#### Provided records

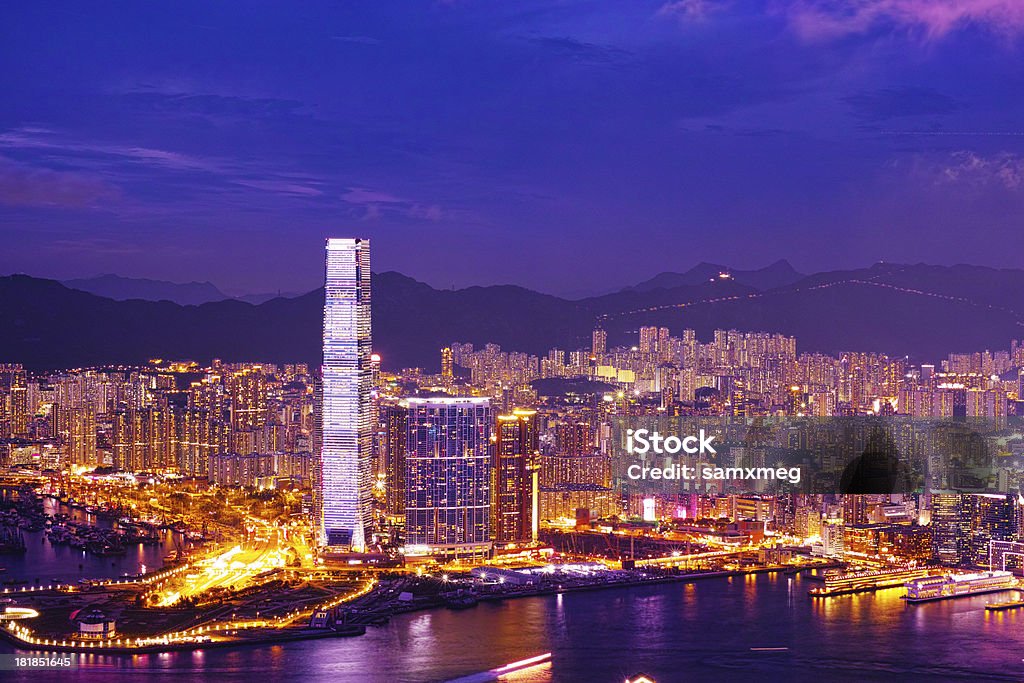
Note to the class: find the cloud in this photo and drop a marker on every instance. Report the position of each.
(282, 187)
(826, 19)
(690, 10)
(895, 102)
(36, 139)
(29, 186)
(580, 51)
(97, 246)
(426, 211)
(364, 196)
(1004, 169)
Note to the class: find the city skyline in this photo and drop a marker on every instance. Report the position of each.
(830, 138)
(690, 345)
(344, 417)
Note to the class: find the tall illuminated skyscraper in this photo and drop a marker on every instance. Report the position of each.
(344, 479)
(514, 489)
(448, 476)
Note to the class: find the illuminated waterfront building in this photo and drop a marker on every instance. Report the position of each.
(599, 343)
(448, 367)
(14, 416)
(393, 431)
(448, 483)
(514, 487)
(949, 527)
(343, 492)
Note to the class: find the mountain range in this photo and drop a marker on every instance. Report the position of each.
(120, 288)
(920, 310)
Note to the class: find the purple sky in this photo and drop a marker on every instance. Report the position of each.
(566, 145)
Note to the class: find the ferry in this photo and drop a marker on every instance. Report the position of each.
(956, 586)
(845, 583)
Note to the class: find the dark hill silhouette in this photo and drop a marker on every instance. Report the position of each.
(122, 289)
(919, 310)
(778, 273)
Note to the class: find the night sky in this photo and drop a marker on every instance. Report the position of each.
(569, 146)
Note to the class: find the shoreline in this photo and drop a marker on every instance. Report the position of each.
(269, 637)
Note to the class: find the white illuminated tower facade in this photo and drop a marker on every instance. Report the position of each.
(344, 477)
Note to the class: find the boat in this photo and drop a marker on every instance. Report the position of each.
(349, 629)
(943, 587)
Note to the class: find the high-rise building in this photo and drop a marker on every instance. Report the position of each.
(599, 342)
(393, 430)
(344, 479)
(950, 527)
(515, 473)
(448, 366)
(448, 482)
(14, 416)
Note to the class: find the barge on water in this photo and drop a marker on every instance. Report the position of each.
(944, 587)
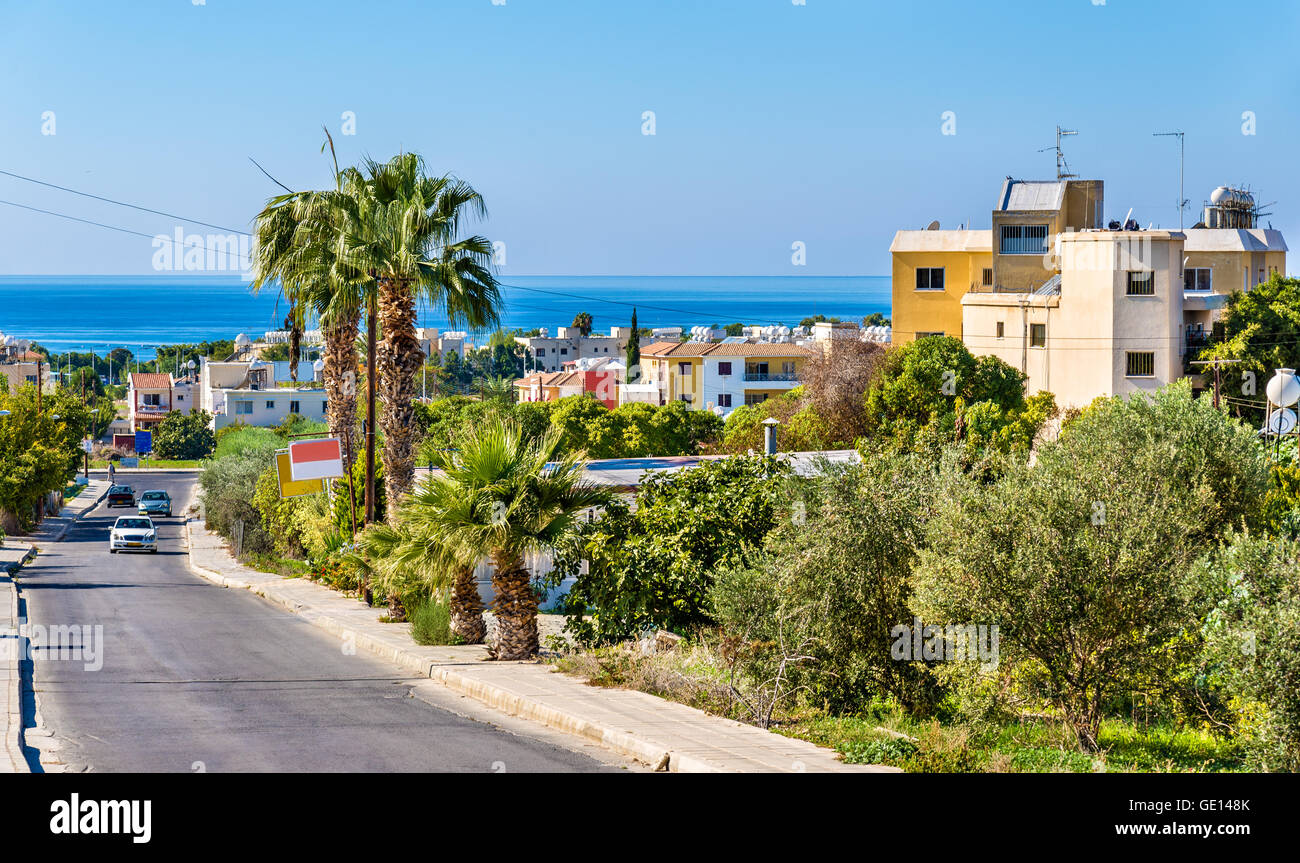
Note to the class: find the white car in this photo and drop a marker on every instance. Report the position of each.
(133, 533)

########
#### Provided records

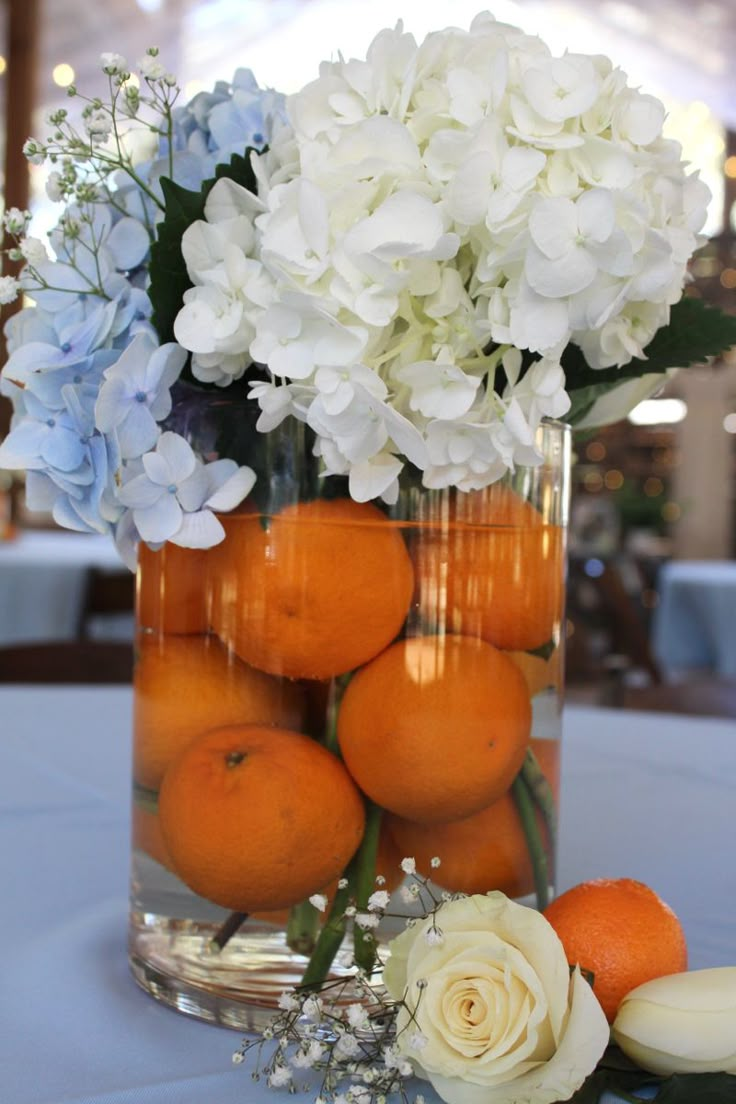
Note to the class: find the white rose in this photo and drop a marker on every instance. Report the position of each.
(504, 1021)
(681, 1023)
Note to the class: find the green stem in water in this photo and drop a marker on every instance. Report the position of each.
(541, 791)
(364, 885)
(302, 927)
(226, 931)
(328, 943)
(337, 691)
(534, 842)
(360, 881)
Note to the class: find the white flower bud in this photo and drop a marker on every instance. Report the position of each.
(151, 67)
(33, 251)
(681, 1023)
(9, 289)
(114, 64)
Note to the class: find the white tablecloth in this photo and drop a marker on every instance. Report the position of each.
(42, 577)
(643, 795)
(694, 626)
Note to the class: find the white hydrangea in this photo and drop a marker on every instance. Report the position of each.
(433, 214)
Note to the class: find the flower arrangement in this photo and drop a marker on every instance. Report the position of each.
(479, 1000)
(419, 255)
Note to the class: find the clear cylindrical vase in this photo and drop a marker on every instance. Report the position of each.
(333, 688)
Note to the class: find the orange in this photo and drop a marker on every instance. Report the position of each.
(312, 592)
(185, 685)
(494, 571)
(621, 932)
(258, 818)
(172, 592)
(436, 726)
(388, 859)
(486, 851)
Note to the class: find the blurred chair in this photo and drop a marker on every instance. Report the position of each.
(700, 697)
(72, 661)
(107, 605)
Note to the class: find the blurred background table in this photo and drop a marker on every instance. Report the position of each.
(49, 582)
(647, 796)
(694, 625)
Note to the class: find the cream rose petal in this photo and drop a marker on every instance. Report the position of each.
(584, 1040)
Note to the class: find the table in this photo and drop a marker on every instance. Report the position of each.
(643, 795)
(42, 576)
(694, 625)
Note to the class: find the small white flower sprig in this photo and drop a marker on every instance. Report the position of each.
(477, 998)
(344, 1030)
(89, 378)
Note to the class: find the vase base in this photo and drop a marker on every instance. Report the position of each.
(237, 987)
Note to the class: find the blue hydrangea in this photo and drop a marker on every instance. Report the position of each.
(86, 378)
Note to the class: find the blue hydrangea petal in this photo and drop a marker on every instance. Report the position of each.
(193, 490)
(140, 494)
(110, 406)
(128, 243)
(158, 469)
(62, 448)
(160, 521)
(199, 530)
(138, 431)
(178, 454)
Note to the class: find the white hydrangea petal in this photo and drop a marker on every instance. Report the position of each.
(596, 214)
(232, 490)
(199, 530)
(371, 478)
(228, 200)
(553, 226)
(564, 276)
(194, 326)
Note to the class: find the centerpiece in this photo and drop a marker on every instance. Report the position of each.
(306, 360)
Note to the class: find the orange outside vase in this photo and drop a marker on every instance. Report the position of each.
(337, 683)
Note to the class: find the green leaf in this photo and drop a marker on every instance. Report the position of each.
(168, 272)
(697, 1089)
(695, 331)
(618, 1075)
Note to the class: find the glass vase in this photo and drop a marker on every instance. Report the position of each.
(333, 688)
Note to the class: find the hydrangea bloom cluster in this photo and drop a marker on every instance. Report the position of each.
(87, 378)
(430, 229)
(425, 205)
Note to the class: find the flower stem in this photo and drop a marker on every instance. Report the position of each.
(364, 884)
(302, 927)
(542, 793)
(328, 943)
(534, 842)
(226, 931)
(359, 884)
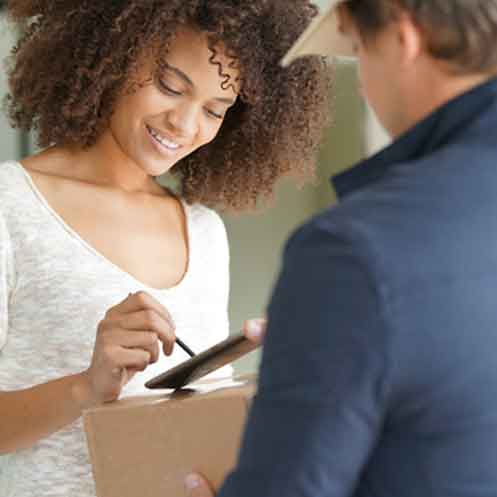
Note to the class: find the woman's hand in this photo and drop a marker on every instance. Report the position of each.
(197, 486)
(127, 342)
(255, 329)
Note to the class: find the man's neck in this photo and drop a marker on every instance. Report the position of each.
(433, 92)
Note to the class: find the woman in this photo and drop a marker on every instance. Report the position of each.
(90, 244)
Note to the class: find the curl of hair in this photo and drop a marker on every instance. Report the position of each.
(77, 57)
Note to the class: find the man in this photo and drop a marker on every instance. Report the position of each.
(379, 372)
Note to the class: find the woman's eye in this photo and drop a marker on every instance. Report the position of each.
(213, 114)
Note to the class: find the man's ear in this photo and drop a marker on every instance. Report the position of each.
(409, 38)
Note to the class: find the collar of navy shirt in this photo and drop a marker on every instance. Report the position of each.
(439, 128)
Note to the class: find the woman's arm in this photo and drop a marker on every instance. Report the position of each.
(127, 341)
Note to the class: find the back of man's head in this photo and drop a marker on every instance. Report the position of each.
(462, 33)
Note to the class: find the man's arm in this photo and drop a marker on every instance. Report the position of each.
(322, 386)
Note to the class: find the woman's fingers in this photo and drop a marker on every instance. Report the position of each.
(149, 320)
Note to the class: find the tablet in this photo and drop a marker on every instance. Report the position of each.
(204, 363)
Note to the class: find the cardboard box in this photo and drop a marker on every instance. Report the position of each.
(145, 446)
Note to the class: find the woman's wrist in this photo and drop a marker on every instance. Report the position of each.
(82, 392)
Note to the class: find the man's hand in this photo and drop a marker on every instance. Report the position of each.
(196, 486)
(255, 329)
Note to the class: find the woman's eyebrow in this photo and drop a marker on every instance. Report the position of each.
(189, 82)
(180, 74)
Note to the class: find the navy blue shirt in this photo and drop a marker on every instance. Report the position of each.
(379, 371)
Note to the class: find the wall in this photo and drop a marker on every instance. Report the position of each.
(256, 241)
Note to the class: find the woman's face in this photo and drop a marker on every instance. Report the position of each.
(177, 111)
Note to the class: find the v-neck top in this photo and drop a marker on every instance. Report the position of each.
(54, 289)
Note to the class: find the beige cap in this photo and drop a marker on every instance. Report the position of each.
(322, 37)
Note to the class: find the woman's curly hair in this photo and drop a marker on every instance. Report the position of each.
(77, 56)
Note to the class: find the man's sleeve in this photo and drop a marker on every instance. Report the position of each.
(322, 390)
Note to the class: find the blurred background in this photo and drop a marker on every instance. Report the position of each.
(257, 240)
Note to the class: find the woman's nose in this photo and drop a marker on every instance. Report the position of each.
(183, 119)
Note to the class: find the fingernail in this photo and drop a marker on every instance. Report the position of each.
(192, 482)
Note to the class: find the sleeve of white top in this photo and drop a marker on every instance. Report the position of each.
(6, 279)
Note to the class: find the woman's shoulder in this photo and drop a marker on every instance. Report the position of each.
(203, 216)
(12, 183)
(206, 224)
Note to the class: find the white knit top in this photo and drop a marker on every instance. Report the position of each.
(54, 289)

########

* _Brief_
Give everything from the line containing "Note to the class: find the cloud" down to the line containing "(1004, 169)" as a two-column CSV with the headers text and answer and one line per row. Put each field in quotation marks and turn any line breaks into spaces.

* _Expected answer_
text,answer
"Note to the class: find the cloud in this photo and drop a marker on every instance. Report the position of each.","(282, 187) (826, 19) (690, 10) (895, 102) (36, 139) (29, 186) (580, 51) (97, 246) (426, 211) (364, 196) (1004, 169)"